## Text section

Let’s talk for a moment about love, relationships and commitment…
Most application security engineers I’ve met have already settled down and found their special one. They stick with that one, stay committed and never have a second thought about another. I’m talking about Burp and Fiddler
To be honest, I was one of those guys. I had found Fiddler and we were exclusive for 5 years. It was a beautiful relationship. A perfect match it seemed. Every time my co-workers tried to introduce me to Burp it went in one ear and out of the other. I only had eyes for Fiddler. I was sure that Fiddler was the best choice for me. We were soulmates you might say. Burp, as I saw it was just cumbersome software for people who like to spend money.
The Move That Opened My Mind
More than a year ago I moved to California to start a new adventure in Silicon Valley and immediately realized two interesting things:
- Open minded Californians helped me understand not every relationship must be exclusive and there are many ways to love.
- I realized that using Windows alone in the Valley made me stick out. Sitting in Starbucks with my Dell laptop made me feel like an alien who had just landed on Earth.
Motivated by these revelations I gave in, moved to Mac and decided it was time to give Burp a chance. I’m hoping to use my experiences to help others and now, I’ll try to convince you why you should use both Burp & Fiddler.
Fiddler – The Beauty
I’ve loved Fiddler for years. My connection was quick and clear. I know some of you might think that Fiddler is a tool just for web developers and no good for security engineers. I disagree. Let me share my philosophy about pentesting and why Fiddler is a perfect fit.
After a pentest, there are two types of reports you can present:
- The “banal” type – Findings are straightforward and most of the vulnerabilities uncovered could likely be found by automatic scanners. Nothing too exciting.

## Records supplied
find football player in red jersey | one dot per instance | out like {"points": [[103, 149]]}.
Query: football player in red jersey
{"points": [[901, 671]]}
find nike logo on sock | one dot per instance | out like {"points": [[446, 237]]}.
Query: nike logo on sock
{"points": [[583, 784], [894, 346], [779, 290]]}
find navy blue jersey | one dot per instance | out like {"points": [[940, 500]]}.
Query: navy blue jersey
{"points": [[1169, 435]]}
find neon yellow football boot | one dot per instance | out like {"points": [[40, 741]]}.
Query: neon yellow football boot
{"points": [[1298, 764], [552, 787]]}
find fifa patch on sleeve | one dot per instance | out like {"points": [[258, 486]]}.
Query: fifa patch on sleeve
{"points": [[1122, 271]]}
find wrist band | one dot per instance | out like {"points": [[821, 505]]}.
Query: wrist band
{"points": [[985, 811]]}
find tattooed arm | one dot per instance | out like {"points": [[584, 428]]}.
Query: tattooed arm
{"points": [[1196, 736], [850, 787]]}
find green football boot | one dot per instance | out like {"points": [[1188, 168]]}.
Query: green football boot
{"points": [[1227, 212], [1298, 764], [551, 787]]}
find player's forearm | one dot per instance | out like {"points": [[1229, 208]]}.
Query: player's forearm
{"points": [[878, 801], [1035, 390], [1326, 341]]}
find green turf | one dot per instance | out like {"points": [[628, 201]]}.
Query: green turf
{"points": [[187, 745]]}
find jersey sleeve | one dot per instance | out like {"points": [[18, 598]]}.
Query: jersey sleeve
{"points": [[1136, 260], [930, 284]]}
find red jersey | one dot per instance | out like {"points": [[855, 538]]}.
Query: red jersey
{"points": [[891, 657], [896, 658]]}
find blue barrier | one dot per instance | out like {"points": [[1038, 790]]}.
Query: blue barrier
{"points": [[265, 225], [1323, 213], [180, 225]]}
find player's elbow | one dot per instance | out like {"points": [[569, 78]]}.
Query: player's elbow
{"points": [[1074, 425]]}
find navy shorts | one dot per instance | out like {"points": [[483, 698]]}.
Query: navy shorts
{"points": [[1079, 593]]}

## Task list
**1)** According to the text on Burp and Fiddler, how many years did the writer use Fiddler exclusively?
**2)** Reproduce word for word the stretch of the Burp and Fiddler text from "Motivated by these" through "Nothing too exciting.".

## Exercise answers
**1)** Five years.

**2)**
Motivated by these revelations I gave in, moved to Mac and decided it was time to give Burp a chance. I’m hoping to use my experiences to help others and now, I’ll try to convince you why you should use both Burp & Fiddler.
Fiddler – The Beauty
I’ve loved Fiddler for years. My connection was quick and clear. I know some of you might think that Fiddler is a tool just for web developers and no good for security engineers. I disagree. Let me share my philosophy about pentesting and why Fiddler is a perfect fit.
After a pentest, there are two types of reports you can present:
- The “banal” type – Findings are straightforward and most of the vulnerabilities uncovered could likely be found by automatic scanners. Nothing too exciting.